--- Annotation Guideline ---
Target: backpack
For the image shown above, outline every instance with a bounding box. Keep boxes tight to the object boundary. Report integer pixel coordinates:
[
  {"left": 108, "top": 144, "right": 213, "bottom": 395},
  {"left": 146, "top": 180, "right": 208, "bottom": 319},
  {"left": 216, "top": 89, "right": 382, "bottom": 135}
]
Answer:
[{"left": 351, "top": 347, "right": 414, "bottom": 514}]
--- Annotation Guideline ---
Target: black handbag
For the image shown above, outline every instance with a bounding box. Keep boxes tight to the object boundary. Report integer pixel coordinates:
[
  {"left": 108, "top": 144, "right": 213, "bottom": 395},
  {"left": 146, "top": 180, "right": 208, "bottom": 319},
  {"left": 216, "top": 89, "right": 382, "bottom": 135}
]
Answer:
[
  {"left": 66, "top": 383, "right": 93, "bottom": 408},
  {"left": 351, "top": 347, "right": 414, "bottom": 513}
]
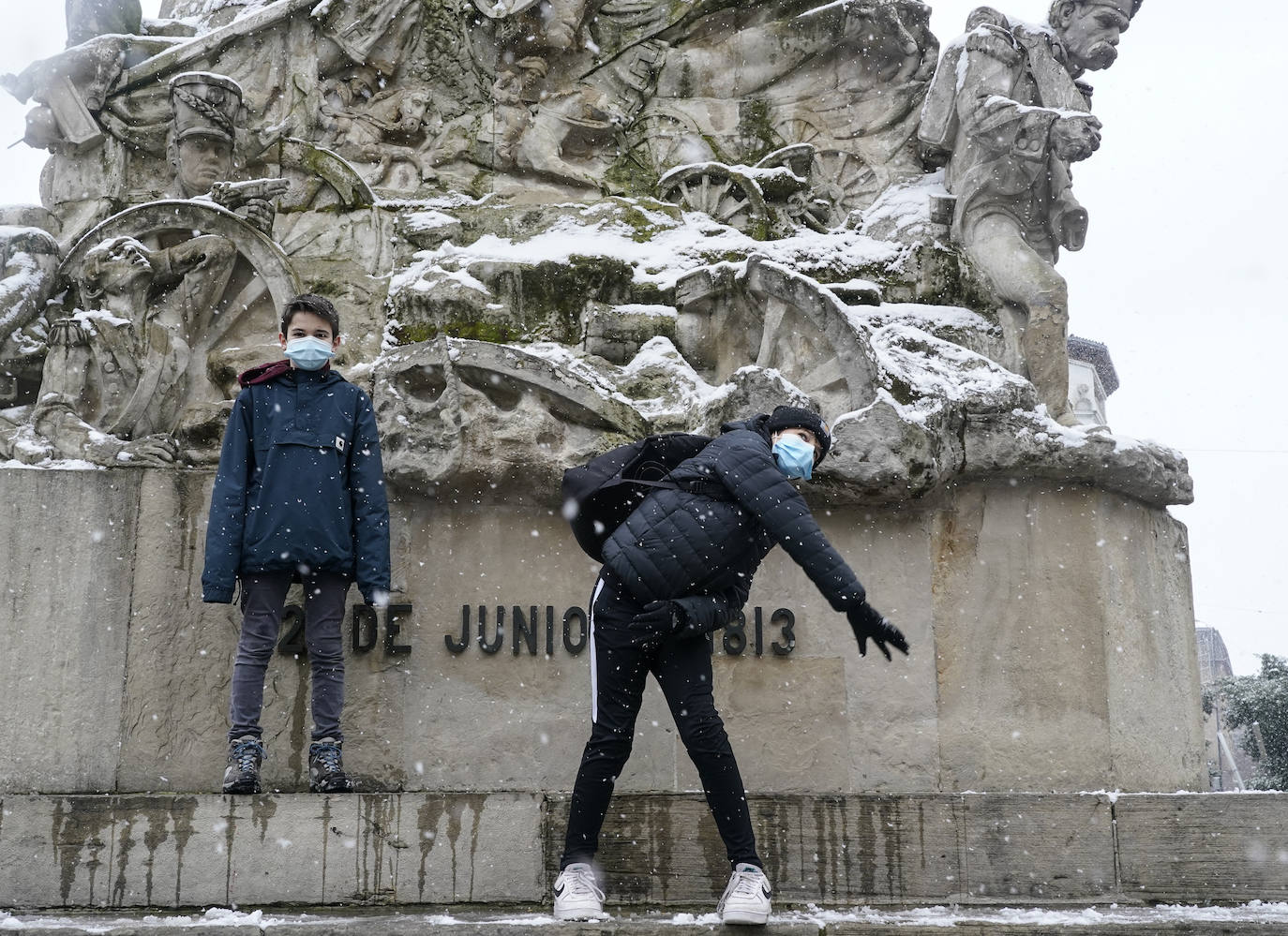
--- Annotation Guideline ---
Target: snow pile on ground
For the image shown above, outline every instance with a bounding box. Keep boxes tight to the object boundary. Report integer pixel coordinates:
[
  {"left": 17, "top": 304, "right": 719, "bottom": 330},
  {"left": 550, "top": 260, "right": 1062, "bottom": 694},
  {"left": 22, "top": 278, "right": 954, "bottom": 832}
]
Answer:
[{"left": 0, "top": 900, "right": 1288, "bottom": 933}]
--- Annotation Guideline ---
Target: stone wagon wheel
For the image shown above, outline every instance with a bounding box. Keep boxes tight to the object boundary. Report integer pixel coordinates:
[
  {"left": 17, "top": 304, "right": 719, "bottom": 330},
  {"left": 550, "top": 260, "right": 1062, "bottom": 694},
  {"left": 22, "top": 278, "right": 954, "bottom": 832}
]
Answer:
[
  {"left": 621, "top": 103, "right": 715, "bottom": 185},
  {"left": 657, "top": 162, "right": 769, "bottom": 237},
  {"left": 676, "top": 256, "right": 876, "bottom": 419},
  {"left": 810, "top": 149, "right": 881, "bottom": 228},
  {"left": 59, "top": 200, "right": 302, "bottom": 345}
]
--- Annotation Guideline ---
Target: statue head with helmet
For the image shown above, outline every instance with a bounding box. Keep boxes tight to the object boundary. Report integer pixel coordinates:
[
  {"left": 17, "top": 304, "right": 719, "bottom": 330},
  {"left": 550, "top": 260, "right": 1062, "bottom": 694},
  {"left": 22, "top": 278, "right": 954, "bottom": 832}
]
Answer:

- - - - - - -

▸ **What the task asks**
Your copy should hold every record word for word and none of the pictures.

▸ **Solution to the problem**
--- Annotation Guideline ---
Target: backpack
For the image shown above, outline every instance with a bounding box. Keep boxes tight to the object boundary. Report integer pixel coordinates:
[
  {"left": 108, "top": 144, "right": 213, "bottom": 395},
  {"left": 146, "top": 180, "right": 208, "bottom": 319},
  {"left": 216, "top": 89, "right": 382, "bottom": 135}
]
Answer:
[{"left": 351, "top": 347, "right": 414, "bottom": 514}]
--- Annotation Guideline ---
Target: black handbag
For the image shown above, outline every instance with a bounding box. Keep boxes tight to the object boundary. Report integer pixel coordinates:
[
  {"left": 108, "top": 144, "right": 213, "bottom": 395},
  {"left": 146, "top": 180, "right": 208, "bottom": 319},
  {"left": 216, "top": 89, "right": 382, "bottom": 135}
]
Answer:
[
  {"left": 66, "top": 383, "right": 93, "bottom": 408},
  {"left": 351, "top": 347, "right": 414, "bottom": 513}
]
--- Annotation Guideline ---
Target: snow pile on ground
For the image shown above, outline every instance with a bounding box. Keep boxes tight to the object boundary. Report integer pixel coordinates:
[
  {"left": 17, "top": 304, "right": 719, "bottom": 330},
  {"left": 550, "top": 260, "right": 1062, "bottom": 694},
  {"left": 22, "top": 278, "right": 954, "bottom": 832}
]
Answer:
[{"left": 0, "top": 900, "right": 1288, "bottom": 933}]
--- Annotation Guideline ---
Target: stone wagon wheel
For the image shown above, outline every instance with a bounding box. Keep boxes tight to the object boundary. Report integer pixel coordinates:
[
  {"left": 17, "top": 304, "right": 719, "bottom": 330},
  {"left": 550, "top": 260, "right": 1062, "bottom": 694},
  {"left": 22, "top": 278, "right": 954, "bottom": 832}
]
Answer:
[
  {"left": 621, "top": 103, "right": 715, "bottom": 185},
  {"left": 657, "top": 162, "right": 769, "bottom": 237},
  {"left": 676, "top": 256, "right": 876, "bottom": 419},
  {"left": 810, "top": 149, "right": 881, "bottom": 228},
  {"left": 59, "top": 200, "right": 302, "bottom": 345}
]
--- Annotation Guideline ---
Target: statue head with helmet
For the image shown above, outline every instance with a bounding box. Keep boxes tight to the object boundary. Report integer pixel coordinates:
[
  {"left": 17, "top": 304, "right": 719, "bottom": 330},
  {"left": 550, "top": 260, "right": 1062, "bottom": 694},
  {"left": 22, "top": 278, "right": 954, "bottom": 832}
]
Answer:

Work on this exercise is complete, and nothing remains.